RECORD EXCERPTS:
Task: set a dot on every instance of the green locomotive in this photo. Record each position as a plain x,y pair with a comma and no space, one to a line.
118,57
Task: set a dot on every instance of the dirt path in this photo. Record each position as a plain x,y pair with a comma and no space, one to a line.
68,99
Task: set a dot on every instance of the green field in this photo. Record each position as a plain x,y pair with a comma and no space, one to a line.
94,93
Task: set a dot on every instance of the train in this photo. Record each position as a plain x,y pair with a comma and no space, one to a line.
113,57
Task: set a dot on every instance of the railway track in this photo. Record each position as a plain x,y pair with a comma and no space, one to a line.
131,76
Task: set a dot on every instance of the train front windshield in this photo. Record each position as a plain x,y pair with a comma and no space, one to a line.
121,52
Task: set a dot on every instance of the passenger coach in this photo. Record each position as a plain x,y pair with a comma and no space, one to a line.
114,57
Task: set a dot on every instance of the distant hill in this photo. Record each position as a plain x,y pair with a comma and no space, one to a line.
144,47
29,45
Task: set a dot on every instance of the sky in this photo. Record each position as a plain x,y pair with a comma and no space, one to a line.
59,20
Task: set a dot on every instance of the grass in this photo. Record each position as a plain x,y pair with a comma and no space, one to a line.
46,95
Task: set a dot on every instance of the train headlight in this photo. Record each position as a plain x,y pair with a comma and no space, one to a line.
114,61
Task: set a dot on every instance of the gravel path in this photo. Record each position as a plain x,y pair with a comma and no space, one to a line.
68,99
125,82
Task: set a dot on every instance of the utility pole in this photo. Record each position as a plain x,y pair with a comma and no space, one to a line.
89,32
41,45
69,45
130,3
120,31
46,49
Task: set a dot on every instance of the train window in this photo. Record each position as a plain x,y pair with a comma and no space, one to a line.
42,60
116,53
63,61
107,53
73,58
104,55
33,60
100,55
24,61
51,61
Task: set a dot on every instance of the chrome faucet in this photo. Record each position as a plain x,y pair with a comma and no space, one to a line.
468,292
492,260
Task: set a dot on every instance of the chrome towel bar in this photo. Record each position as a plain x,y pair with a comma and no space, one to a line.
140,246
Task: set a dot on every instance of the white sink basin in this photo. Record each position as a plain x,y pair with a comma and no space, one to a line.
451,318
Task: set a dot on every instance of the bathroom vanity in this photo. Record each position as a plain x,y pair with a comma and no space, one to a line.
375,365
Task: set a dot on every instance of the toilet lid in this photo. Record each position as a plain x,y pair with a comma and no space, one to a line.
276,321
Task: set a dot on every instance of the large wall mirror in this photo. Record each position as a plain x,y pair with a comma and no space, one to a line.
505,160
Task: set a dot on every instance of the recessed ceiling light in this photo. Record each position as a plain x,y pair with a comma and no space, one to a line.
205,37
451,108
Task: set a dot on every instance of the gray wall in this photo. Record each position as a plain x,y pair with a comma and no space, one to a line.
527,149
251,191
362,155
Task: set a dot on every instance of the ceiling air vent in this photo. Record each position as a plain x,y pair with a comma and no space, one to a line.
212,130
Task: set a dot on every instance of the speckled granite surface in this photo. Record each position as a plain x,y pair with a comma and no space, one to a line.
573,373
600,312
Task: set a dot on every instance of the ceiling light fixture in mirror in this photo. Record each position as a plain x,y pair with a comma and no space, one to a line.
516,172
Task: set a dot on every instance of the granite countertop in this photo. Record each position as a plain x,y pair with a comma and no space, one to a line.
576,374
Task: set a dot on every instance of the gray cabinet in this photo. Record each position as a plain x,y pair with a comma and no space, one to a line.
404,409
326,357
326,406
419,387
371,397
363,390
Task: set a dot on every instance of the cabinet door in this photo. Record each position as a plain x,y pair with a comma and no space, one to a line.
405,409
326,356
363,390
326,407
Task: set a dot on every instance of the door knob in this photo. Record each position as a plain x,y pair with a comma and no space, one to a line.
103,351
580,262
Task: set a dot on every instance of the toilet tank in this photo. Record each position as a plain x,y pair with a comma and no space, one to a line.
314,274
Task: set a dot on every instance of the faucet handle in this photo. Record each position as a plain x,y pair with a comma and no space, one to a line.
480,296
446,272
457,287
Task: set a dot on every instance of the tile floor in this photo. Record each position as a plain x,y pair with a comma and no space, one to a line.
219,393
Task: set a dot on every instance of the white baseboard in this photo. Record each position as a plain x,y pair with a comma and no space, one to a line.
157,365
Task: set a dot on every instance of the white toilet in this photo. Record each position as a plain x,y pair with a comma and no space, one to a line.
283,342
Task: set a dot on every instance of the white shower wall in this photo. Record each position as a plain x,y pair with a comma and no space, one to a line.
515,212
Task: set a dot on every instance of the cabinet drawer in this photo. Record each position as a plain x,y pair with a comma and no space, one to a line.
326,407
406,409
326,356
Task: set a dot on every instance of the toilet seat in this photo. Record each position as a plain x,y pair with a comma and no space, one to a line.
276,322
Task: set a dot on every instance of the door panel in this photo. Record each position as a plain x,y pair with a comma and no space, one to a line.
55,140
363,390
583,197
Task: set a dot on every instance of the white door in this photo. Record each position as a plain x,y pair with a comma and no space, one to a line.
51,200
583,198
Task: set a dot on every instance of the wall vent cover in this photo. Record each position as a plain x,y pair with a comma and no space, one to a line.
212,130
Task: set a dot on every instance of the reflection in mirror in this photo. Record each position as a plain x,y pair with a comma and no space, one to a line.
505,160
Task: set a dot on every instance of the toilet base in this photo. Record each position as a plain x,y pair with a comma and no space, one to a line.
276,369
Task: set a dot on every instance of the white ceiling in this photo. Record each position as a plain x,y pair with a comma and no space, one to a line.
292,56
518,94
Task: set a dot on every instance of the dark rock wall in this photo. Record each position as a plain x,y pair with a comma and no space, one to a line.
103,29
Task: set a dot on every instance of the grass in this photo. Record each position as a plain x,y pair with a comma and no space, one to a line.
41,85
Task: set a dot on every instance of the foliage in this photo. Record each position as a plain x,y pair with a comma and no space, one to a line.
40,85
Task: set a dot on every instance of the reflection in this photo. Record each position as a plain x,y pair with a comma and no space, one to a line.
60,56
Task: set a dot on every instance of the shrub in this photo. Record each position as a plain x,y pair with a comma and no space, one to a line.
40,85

TASK OBJECTIVE:
Your output should be the lines from the one with "Task: set a dot on every instance of the toilet base" through the end of the records above, copied exactly.

RESPONSE TO THIS EXERCISE:
Task: set a dot on every instance of the toilet base in this photo. Record each position as a plain x,y pair with a comma and no space, one to a line.
276,369
Task: set a dot on every instance of the white ceiling in this photo. Record each position as a plain x,y pair with a comma and no space, one to a line.
292,56
518,94
Task: set a dot on every instance of the dark rock wall in this photo. Record each position as a plain x,y pair with a comma and no space, one to a line.
103,29
Task: set a dot on every instance of the grass in this photo. Record each position as a plain x,y pair with a comma and no space, one to a line.
41,85
Task: set a dot on every instance of the foliage in this photo. Record each position as a plain x,y pair with a comma and no space, one to a line.
40,85
Task: set a dot on every instance of the reflection in this photo. Record each position as a plain x,y pair with a comma and no space, one to a line.
60,56
Task: set a dot on every instance of the shrub in this photo. Record each position as a plain x,y pair with a comma and no space, one to a line.
40,85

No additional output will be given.